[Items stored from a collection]
--- Begin ---
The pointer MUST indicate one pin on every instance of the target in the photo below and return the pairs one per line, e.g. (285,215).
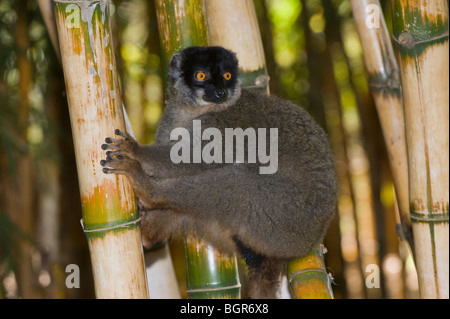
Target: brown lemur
(267,218)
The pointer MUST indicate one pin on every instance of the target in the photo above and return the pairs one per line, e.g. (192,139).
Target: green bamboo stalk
(243,37)
(421,33)
(308,278)
(110,215)
(209,273)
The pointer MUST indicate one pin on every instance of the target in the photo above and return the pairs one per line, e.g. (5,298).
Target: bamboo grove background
(314,58)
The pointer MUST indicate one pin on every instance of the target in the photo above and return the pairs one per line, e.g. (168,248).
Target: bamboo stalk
(110,216)
(209,273)
(308,278)
(421,34)
(46,8)
(242,36)
(384,82)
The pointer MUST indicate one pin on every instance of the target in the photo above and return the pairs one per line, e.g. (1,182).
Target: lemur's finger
(123,134)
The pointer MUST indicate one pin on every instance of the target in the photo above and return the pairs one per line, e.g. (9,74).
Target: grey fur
(279,216)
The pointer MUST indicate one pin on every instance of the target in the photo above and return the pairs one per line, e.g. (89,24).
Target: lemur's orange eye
(200,76)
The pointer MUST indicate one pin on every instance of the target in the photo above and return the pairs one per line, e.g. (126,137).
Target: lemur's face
(209,75)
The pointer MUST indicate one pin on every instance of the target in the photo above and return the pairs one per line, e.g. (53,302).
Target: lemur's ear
(175,65)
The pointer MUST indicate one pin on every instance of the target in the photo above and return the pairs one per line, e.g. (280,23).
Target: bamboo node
(303,271)
(133,222)
(260,82)
(405,39)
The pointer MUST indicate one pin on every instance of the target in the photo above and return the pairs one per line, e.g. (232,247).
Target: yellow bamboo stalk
--- End ---
▶ Objective:
Copy out every line of the material above word for word, leaving out the pictures.

▶ Written solution:
The pointer MUST indicate one pin on every instance of the target in the photo below and return the pairs one per line, e.g. (285,215).
Target: brown lemur
(267,218)
The pointer MUST indicate one pin on every instance of the target in the photo above and return the pairs one per line, e.g. (192,139).
Target: green bamboo stalk
(243,37)
(421,33)
(308,278)
(110,215)
(209,273)
The pointer MUST indicate one pin on every instance of the target in the photo above and return the pairs one per line, e.g. (5,298).
Target: bamboo grove background
(314,58)
The pointer MUST indicate one pin on every instance of the target in the photo above and return the pairs one per line, e.g. (168,248).
Target: bamboo stalk
(110,216)
(209,273)
(308,278)
(421,34)
(46,8)
(242,36)
(384,82)
The pointer MUST indicate one pin on every instance of the target in the photo above and return the pairs one per line, e.g. (1,182).
Target: lemur's finger
(123,134)
The pointer MUST indicate one pin on every instance of the target in the photo above and return the pairs one per line, e.g. (9,74).
Target: grey fur
(279,216)
The pointer MUST indicate one pin on every instance of the target in the photo above and return the pairs one per line, e.g. (89,24).
Target: lemur's orange eye
(200,76)
The pointer MUST indicate one pin on every instance of the target in the photo above and return the pairs one per line, e.g. (126,137).
Target: lemur's face
(209,75)
The pointer MUST indicate one pin on every instance of the target in the photo above and return the pairs one per line, e.g. (53,302).
Target: lemur's ear
(175,65)
The pointer MUST indicate one pin on every instance of the target in the photo above and return the pairs one per line, e.g. (280,23).
Target: bamboo node
(303,271)
(133,222)
(260,82)
(405,39)
The pointer MUST indicate one pin on every instance of the target in the photo above and return the pairs one per line, e.g. (232,247).
Target: yellow bamboo stalk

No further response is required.